**THE EXERCISE:**
Collect every line of the entries below that contains the string "white". Case counts.

-- begin DATA SUPPLIED --

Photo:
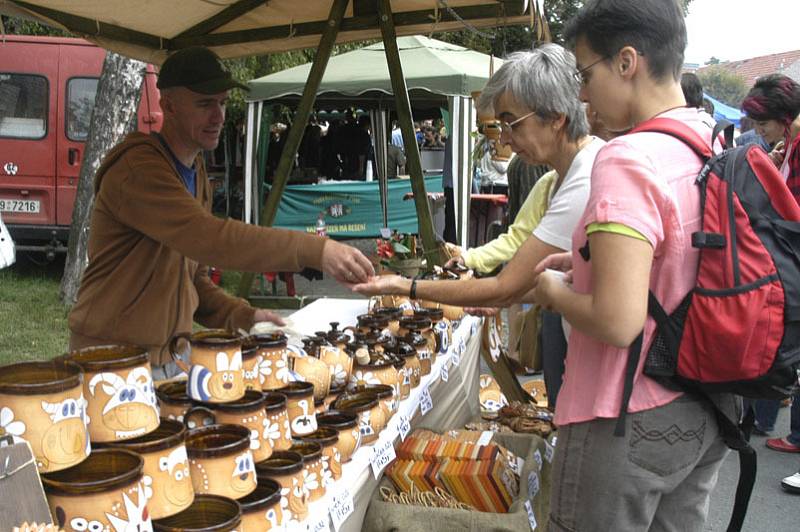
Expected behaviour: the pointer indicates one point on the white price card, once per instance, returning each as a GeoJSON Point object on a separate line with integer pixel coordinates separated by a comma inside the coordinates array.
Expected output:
{"type": "Point", "coordinates": [531, 517]}
{"type": "Point", "coordinates": [538, 457]}
{"type": "Point", "coordinates": [533, 484]}
{"type": "Point", "coordinates": [382, 455]}
{"type": "Point", "coordinates": [425, 401]}
{"type": "Point", "coordinates": [548, 452]}
{"type": "Point", "coordinates": [341, 508]}
{"type": "Point", "coordinates": [403, 426]}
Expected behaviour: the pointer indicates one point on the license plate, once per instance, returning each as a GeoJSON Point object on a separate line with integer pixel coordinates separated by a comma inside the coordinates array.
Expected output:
{"type": "Point", "coordinates": [13, 205]}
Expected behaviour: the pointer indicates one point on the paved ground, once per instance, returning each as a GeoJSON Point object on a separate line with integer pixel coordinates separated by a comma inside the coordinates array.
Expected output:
{"type": "Point", "coordinates": [771, 509]}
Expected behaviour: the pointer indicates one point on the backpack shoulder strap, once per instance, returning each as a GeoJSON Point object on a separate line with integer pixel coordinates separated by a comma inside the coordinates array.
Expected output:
{"type": "Point", "coordinates": [678, 130]}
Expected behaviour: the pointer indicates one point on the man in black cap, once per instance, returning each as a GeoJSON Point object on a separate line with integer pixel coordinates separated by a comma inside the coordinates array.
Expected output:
{"type": "Point", "coordinates": [153, 236]}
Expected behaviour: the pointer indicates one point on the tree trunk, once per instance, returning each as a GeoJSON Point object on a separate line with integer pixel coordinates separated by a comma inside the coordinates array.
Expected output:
{"type": "Point", "coordinates": [113, 117]}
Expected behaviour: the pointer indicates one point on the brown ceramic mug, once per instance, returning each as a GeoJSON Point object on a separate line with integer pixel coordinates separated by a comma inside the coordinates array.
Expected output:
{"type": "Point", "coordinates": [215, 367]}
{"type": "Point", "coordinates": [42, 403]}
{"type": "Point", "coordinates": [370, 416]}
{"type": "Point", "coordinates": [104, 492]}
{"type": "Point", "coordinates": [286, 468]}
{"type": "Point", "coordinates": [208, 513]}
{"type": "Point", "coordinates": [172, 400]}
{"type": "Point", "coordinates": [346, 425]}
{"type": "Point", "coordinates": [313, 482]}
{"type": "Point", "coordinates": [118, 386]}
{"type": "Point", "coordinates": [261, 510]}
{"type": "Point", "coordinates": [300, 407]}
{"type": "Point", "coordinates": [328, 439]}
{"type": "Point", "coordinates": [249, 412]}
{"type": "Point", "coordinates": [166, 467]}
{"type": "Point", "coordinates": [220, 460]}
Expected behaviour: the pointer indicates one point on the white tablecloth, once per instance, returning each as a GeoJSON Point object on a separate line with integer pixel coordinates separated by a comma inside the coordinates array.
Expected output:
{"type": "Point", "coordinates": [455, 402]}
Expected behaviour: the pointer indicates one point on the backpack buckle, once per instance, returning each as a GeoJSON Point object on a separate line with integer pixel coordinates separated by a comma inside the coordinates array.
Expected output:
{"type": "Point", "coordinates": [701, 239]}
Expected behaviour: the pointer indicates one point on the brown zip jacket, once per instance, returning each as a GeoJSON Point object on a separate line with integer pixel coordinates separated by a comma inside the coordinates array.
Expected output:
{"type": "Point", "coordinates": [149, 243]}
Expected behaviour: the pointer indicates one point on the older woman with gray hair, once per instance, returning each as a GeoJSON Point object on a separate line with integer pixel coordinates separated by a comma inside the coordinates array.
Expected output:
{"type": "Point", "coordinates": [535, 97]}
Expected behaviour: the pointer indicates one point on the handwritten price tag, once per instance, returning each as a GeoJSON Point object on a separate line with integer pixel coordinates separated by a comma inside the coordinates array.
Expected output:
{"type": "Point", "coordinates": [531, 517]}
{"type": "Point", "coordinates": [403, 426]}
{"type": "Point", "coordinates": [341, 508]}
{"type": "Point", "coordinates": [382, 455]}
{"type": "Point", "coordinates": [425, 401]}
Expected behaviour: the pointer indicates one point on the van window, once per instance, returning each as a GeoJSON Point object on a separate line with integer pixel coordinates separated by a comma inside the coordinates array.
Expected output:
{"type": "Point", "coordinates": [80, 102]}
{"type": "Point", "coordinates": [23, 106]}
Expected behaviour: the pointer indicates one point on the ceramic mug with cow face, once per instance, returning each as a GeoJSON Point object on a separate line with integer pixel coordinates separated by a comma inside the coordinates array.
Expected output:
{"type": "Point", "coordinates": [118, 386]}
{"type": "Point", "coordinates": [166, 468]}
{"type": "Point", "coordinates": [300, 407]}
{"type": "Point", "coordinates": [261, 510]}
{"type": "Point", "coordinates": [216, 374]}
{"type": "Point", "coordinates": [249, 412]}
{"type": "Point", "coordinates": [43, 404]}
{"type": "Point", "coordinates": [220, 460]}
{"type": "Point", "coordinates": [104, 492]}
{"type": "Point", "coordinates": [286, 468]}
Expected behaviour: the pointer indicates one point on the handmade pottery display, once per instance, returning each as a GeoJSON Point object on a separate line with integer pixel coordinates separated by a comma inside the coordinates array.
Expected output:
{"type": "Point", "coordinates": [104, 492]}
{"type": "Point", "coordinates": [43, 403]}
{"type": "Point", "coordinates": [220, 460]}
{"type": "Point", "coordinates": [165, 468]}
{"type": "Point", "coordinates": [215, 367]}
{"type": "Point", "coordinates": [118, 387]}
{"type": "Point", "coordinates": [286, 468]}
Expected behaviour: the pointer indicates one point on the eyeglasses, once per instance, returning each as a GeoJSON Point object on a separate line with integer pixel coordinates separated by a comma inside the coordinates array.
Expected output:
{"type": "Point", "coordinates": [579, 73]}
{"type": "Point", "coordinates": [508, 127]}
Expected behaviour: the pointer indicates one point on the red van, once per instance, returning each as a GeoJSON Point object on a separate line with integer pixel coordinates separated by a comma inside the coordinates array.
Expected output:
{"type": "Point", "coordinates": [47, 90]}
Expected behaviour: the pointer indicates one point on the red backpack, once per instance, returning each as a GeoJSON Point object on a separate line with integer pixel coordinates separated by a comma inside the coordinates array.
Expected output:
{"type": "Point", "coordinates": [738, 329]}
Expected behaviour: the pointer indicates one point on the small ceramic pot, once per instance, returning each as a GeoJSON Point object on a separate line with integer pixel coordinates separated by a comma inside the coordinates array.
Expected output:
{"type": "Point", "coordinates": [314, 371]}
{"type": "Point", "coordinates": [286, 468]}
{"type": "Point", "coordinates": [279, 432]}
{"type": "Point", "coordinates": [328, 439]}
{"type": "Point", "coordinates": [172, 400]}
{"type": "Point", "coordinates": [346, 425]}
{"type": "Point", "coordinates": [104, 492]}
{"type": "Point", "coordinates": [249, 412]}
{"type": "Point", "coordinates": [166, 467]}
{"type": "Point", "coordinates": [215, 370]}
{"type": "Point", "coordinates": [118, 386]}
{"type": "Point", "coordinates": [42, 403]}
{"type": "Point", "coordinates": [251, 364]}
{"type": "Point", "coordinates": [261, 510]}
{"type": "Point", "coordinates": [273, 368]}
{"type": "Point", "coordinates": [208, 513]}
{"type": "Point", "coordinates": [370, 415]}
{"type": "Point", "coordinates": [313, 481]}
{"type": "Point", "coordinates": [300, 407]}
{"type": "Point", "coordinates": [386, 397]}
{"type": "Point", "coordinates": [220, 460]}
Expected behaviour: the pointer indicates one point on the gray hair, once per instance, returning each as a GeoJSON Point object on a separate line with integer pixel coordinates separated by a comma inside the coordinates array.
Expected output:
{"type": "Point", "coordinates": [543, 80]}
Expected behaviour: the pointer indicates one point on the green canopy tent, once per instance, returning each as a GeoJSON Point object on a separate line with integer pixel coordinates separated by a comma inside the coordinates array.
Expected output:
{"type": "Point", "coordinates": [438, 75]}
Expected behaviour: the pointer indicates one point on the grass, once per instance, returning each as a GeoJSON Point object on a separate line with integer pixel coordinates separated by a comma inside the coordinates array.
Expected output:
{"type": "Point", "coordinates": [33, 321]}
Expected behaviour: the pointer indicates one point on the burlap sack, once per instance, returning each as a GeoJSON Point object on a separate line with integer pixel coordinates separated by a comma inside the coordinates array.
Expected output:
{"type": "Point", "coordinates": [384, 517]}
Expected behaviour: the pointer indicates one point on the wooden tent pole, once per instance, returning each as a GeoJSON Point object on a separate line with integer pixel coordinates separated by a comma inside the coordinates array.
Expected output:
{"type": "Point", "coordinates": [432, 251]}
{"type": "Point", "coordinates": [298, 127]}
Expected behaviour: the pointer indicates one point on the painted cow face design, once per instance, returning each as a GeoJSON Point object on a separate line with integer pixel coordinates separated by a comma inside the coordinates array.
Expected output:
{"type": "Point", "coordinates": [67, 439]}
{"type": "Point", "coordinates": [131, 406]}
{"type": "Point", "coordinates": [177, 485]}
{"type": "Point", "coordinates": [243, 475]}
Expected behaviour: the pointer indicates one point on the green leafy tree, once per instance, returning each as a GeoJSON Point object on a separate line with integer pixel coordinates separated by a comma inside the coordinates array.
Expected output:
{"type": "Point", "coordinates": [724, 85]}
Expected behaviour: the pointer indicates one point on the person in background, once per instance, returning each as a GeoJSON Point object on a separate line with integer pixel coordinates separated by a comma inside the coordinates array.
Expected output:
{"type": "Point", "coordinates": [152, 233]}
{"type": "Point", "coordinates": [633, 237]}
{"type": "Point", "coordinates": [692, 90]}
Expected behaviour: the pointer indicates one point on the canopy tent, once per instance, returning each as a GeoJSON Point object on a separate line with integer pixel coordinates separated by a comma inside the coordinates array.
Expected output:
{"type": "Point", "coordinates": [726, 112]}
{"type": "Point", "coordinates": [438, 74]}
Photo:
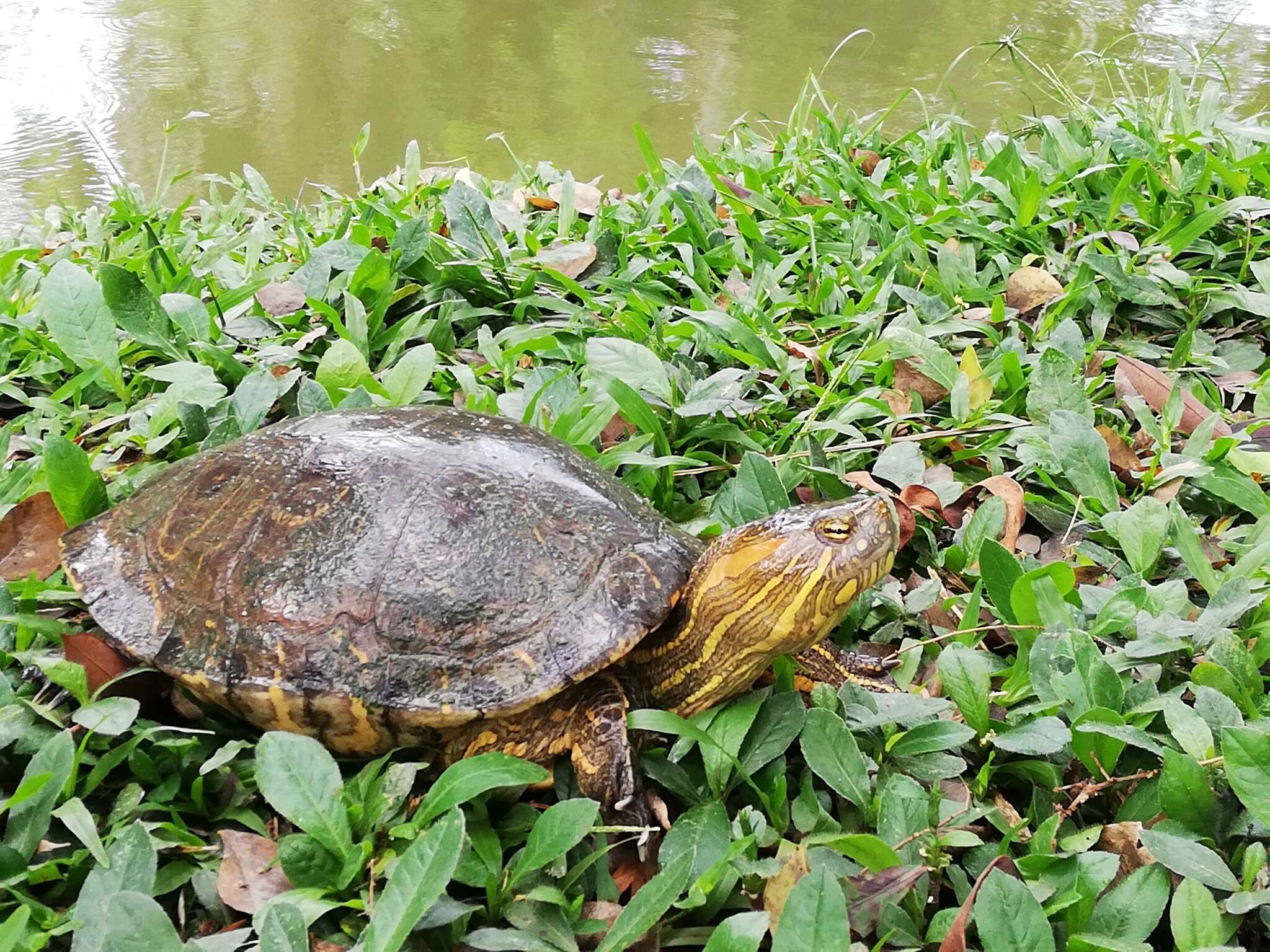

-- end DATA SUPPLIED --

**WRITTEN SOLUTION:**
Expected behaviour: the pointer indicates one point on the white price card, once per instance, returning each as a GeoJSON Point object on a separate line with integer pixel coordinates separated by a comma inside the coordinates array.
Expected behaviour: the pointer indicates one point on the white tablecloth, once per instance, returning each as a GeoJSON Point object on a separate line with integer pixel coordinates separated by a comma inside the coordinates array.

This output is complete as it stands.